All of lore.kernel.org
 help / color / mirror / Atom feed
From: Sean Christopherson <seanjc@google.com>
To: "Naveen N Rao (AMD)" <naveen@kernel.org>
Cc: kvm@vger.kernel.org, linux-kernel@vger.kernel.org,
	 Paolo Bonzini <pbonzini@redhat.com>,
	Suravee Suthikulpanit <suravee.suthikulpanit@amd.com>,
	 Vasant Hegde <vasant.hegde@amd.com>
Subject: Re: [PATCH v3 2/2] KVM: SVM: Limit AVIC physical max index based on configured max_vcpu_ids
Date: Mon, 23 Jun 2025 17:38:23 -0700	[thread overview]
Message-ID: <aFnzf4SQqc9a2KcK@google.com> (raw)

LISTING:
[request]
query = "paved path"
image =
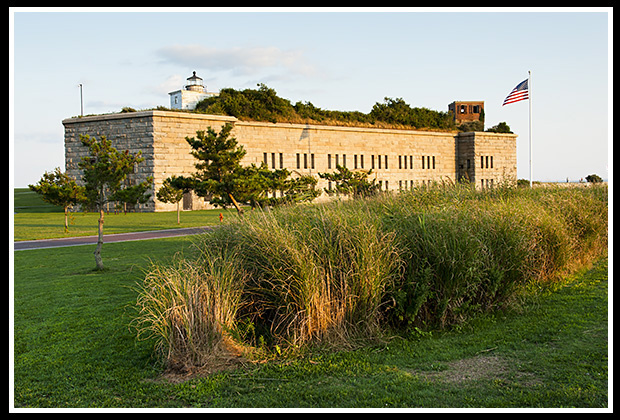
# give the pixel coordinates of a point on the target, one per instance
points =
(116, 237)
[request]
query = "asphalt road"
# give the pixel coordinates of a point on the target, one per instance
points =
(117, 237)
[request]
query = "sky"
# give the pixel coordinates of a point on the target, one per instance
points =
(337, 58)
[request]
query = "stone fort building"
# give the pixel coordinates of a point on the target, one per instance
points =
(399, 159)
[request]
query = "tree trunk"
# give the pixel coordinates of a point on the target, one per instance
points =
(66, 219)
(97, 252)
(239, 210)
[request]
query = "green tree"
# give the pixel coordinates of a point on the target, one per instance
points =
(104, 171)
(219, 170)
(59, 189)
(171, 193)
(351, 183)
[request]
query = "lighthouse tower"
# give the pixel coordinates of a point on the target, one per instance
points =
(193, 92)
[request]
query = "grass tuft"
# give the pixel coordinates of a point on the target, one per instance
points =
(346, 272)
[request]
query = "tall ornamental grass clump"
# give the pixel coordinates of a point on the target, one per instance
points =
(316, 273)
(344, 272)
(466, 251)
(190, 306)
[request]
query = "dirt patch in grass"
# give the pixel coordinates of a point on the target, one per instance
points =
(481, 368)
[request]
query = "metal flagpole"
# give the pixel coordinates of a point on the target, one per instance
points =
(529, 88)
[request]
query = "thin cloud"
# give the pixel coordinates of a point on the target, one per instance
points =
(237, 60)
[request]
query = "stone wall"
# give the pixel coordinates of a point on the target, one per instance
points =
(399, 159)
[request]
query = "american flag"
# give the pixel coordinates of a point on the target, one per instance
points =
(519, 93)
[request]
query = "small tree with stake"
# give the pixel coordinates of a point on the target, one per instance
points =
(59, 189)
(105, 169)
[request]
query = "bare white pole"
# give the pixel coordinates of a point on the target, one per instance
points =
(81, 101)
(529, 93)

PROBLEM DETAILS:
Please say whether each statement agrees with the email header, answering yes or no and quoting its deciding words. 1. The message was sent on a Monday. 2. Paolo Bonzini wrote the message. 3. The patch under discussion is version 2. The lines have nothing to do with the email header.

ANSWER TO THE EXERCISE:
1. Yes: "Mon, 23 Jun 2025 17:38:23 -0700"
2. No: "From: Sean Christopherson <seanjc@google.com>"
3. No: "[PATCH v3 2/2]"